— Start GIVEN RECORDS —

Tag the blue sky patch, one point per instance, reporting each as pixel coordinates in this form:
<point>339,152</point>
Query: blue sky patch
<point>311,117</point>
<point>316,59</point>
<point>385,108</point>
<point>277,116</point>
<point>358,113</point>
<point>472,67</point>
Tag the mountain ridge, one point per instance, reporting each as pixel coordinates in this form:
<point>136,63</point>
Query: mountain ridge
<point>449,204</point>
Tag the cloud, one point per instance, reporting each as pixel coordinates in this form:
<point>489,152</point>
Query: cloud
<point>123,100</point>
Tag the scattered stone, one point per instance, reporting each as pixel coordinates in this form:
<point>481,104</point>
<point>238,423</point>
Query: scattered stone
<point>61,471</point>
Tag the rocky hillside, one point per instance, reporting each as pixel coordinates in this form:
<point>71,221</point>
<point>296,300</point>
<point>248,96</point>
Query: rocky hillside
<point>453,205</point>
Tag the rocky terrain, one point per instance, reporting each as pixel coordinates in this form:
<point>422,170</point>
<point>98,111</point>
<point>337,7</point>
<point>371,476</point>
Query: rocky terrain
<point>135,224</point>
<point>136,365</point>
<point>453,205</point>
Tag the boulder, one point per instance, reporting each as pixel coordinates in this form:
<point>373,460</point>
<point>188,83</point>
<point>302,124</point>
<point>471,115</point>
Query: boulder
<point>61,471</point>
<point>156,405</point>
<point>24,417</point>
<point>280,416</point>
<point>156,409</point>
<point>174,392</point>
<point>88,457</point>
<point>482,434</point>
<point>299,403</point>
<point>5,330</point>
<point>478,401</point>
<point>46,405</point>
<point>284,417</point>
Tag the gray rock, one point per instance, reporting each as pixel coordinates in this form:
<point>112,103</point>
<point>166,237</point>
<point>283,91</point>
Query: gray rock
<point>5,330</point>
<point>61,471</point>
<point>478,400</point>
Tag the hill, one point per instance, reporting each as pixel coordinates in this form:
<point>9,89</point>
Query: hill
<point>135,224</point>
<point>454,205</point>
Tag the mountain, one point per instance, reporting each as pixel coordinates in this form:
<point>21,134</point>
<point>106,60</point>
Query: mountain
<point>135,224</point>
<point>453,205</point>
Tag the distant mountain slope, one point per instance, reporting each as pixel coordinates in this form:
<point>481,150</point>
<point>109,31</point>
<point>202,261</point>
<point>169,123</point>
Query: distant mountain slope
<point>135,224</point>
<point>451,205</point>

— End GIVEN RECORDS —

PROBLEM REQUIREMENTS
Please give the lines of the items as a numbered list, starting at the line that contains "Tag the hill, one" and ending at the last line of the items. Leave out any blank lines.

EXERCISE OUTPUT
1. Tag the hill, one point per instance, reporting each as pixel coordinates in this form:
2. <point>9,89</point>
3. Query: hill
4. <point>135,224</point>
5. <point>454,205</point>
6. Tag the mountain, one point per instance, reporting each as pixel coordinates in this form:
7. <point>21,134</point>
8. <point>106,60</point>
9. Query: mountain
10. <point>135,224</point>
11. <point>453,205</point>
12. Tag the distant mountain slope, one point per instance, reporting each as pixel coordinates in this form:
13. <point>481,150</point>
14. <point>109,31</point>
15. <point>202,261</point>
16. <point>169,123</point>
17. Query: distant mountain slope
18. <point>135,224</point>
19. <point>451,205</point>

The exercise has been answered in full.